### Source passage
☆ ☆ ☆ ☆ ☆

Methods: A total-body dose-gradation single-fraction study was conducted on 49 adolescent female C3H mice organized into three groups: Control [9 mice receiving 0 Gy], PLDR and CRT [each with two sub-groups with 3&5-day post-irradiation end points, with duplicates of mice receiving 4, 6, 8, 10, 12 Gy integral doses]. Radiation delivery was performed on a Varian iX with SSD setup placing the central portion of the mice at the Dmax for 6MV photons with appropriate buildup. Effective PLDR dose rate was 10 cGy/min, and was achieved by delivering a train of 33 MU pulses at 3 minute intervals. CRT utilized a clinically relevant dose rate of 500 MU/min. Appropriate mice, 3 and 5 days after radiation delivery were euthanized, and the following were harvested for histological analysis: whole blood (count and proportion of components), spleen, lymph nodes, stomach, small intestine, large intestine, bone marrow, brain, pancreas, lungs and heart. Immunohistochemistry staining for radiation inducing inflammatory marker, TGF-b, were applied to harvested organs.
Results: Presented in Figure 1, is a subset of the results. H&E staining of small intestine cross-section; increase of atrophy and adenomatous hyperplasia observed for both CRT and PLDR in a dose dependent manner, when compared to control, where there are marked increases in tissue damage in CRT treated mice when compared to PLDR treated mice for each integral dose.
Conclusion: A sparing effect was observed for PLDR treated tissue lining the small intestine.

☆ ☆ ☆ ☆ ☆

### Data supplied
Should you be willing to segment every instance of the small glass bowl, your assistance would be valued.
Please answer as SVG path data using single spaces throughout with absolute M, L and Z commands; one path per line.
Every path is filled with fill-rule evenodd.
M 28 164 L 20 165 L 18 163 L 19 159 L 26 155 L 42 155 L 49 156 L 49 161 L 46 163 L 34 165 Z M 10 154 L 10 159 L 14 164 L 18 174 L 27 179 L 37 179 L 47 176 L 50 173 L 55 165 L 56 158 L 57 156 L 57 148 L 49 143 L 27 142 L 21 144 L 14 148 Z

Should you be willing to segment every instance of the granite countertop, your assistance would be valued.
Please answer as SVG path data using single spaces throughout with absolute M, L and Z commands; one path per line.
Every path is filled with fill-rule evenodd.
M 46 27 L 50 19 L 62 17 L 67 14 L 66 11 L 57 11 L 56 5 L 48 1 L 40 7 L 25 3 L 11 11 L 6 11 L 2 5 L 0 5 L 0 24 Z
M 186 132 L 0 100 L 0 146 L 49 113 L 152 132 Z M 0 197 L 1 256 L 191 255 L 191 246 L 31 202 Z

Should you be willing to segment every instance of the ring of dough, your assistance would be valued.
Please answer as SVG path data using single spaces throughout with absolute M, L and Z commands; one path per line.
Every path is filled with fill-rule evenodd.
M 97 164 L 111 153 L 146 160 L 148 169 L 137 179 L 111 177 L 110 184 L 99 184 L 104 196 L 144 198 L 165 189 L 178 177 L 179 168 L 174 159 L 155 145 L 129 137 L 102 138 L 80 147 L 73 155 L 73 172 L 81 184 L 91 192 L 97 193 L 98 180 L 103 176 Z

☆ ☆ ☆ ☆ ☆

### Study questions
**a.** In the mouse radiation abstract, rewrite the paragraph beginning "Results: Presented in Figure 1" more briefly, keeping its main facts.
**b.** From the mouse radiation abstract, reproduce word for word the part that opens with the words containing "Results: Presented in" and closes with "the small intestine.".
The rows come from a different source than the mouse radiation abstract.

### Response list
**a.** Figure 1 shows part of the results. H&E-stained small intestine cross-sections showed dose-dependent increases in atrophy and adenomatous hyperplasia for both CRT and PLDR compared with control. At every integral dose, CRT caused markedly more tissue damage than PLDR.

**b.**
Results: Presented in Figure 1, is a subset of the results. H&E staining of small intestine cross-section; increase of atrophy and adenomatous hyperplasia observed for both CRT and PLDR in a dose dependent manner, when compared to control, where there are marked increases in tissue damage in CRT treated mice when compared to PLDR treated mice for each integral dose.
Conclusion: A sparing effect was observed for PLDR treated tissue lining the small intestine.